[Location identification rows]
——————
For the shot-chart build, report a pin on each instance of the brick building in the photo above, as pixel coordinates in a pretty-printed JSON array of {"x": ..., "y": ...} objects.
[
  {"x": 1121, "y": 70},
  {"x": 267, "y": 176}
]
——————
## Exercise task:
Edit the rows above so that "brick building" becomes "brick house", keeping everything else the same.

## Completed task:
For the shot-chart build, report a pin on each instance of the brick house in the photo above, as pixel coordinates in a pretty-printed JSON array of {"x": ..., "y": ...} objects.
[
  {"x": 1121, "y": 70},
  {"x": 267, "y": 176}
]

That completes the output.